## EXERCISE DIRECTIONS
Continue the forum thread on libraries versus frameworks from the point where it stops.
═════ SOURCE EXCERPT
Another libraries vs frameworks - geekzgalore
http://dhruvbird.blogspot.com/2010/12/library-vs-framework.html

======
pavpanchekha
So frameworks provide functionality above your code, and libraries provide
functionality below your code; it's better to be limited below than above;
thus we should use libraries more than frameworks.

It's an argument I've come around to recently, but what I'd really like to see
is some investigations of what styles of though can lead to functionality that
is "scaffolding" for other code. That doesn't just provide a floor or a
ceiling, but that provides a ladder that you can hang more code from. A simple
example is Lisp conditions: they provide a hook in the code you can attach
things to, instead of just providing a baseline to code off of. Event-based
systems are another good example (whether this is a Javascript-like model, or
a Emacs-like hook model). After all, the event model of HTML gives you
enormous flexibility on handling events.
══════════
═════ LISTING
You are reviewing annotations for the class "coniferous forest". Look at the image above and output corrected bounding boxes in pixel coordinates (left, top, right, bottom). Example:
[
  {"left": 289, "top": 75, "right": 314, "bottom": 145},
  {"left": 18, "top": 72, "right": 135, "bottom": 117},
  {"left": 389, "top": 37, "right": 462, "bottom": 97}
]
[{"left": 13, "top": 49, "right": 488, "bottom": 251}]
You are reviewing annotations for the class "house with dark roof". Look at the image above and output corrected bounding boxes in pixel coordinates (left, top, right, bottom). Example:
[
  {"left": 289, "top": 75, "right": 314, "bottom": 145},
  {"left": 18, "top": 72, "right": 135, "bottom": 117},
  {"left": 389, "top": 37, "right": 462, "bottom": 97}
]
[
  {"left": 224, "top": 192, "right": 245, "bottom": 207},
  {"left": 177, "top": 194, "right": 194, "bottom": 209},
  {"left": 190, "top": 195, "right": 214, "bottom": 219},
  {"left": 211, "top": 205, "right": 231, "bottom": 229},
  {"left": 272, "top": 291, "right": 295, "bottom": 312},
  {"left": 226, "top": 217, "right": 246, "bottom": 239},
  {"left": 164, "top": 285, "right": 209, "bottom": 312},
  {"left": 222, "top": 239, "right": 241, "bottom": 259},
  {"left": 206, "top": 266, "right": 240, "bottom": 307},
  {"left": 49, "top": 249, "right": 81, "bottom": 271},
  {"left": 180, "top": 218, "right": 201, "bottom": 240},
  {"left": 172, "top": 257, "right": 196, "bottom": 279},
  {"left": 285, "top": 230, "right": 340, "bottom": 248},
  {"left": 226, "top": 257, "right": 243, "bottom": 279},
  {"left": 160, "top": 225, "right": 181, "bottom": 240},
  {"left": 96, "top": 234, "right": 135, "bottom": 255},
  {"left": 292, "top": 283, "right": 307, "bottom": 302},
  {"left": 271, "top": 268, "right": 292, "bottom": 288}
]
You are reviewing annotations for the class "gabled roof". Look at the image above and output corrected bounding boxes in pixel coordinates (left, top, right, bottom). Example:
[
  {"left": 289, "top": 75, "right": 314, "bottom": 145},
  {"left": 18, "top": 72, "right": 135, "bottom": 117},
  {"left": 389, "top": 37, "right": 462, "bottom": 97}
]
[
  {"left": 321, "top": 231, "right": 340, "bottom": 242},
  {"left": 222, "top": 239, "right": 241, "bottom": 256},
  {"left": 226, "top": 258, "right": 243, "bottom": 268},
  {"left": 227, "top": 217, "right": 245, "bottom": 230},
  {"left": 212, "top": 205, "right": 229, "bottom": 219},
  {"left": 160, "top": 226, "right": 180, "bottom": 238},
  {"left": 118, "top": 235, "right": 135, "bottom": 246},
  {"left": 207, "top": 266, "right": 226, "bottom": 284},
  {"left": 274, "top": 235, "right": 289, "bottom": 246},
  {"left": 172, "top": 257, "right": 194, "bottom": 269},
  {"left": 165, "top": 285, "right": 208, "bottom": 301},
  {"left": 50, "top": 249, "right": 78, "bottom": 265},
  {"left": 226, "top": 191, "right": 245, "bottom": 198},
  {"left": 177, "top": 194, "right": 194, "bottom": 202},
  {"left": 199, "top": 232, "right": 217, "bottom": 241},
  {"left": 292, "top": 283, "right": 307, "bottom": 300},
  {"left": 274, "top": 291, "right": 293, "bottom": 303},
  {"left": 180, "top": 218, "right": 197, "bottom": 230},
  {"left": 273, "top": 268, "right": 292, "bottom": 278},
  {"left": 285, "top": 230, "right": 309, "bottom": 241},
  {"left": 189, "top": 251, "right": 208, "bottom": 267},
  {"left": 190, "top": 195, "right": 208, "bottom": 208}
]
══════════
## ANSWER FOR THE TASK
So here's a language-design question: what's a language we can talk about
hooks in? How can you make a hook-based model maintainable? Is there any way
to make hooks implicit (like advice --- though advice seems to still require
too much internal knowledge to be maintainable if used everywhere).

Maybe an Erlang-like model where you have servers pass messages, but you add
the opportunity to intercept messages? If the messages are fixed-format,
they'd hopefully be well-defined enough for the whole system to be
maintainable. And if you need security, you can use all of the now-well-known
methods for authenticating and encrypting messages. (And hopefully the vm
you're running on can make it cheaper than actually encrypting.)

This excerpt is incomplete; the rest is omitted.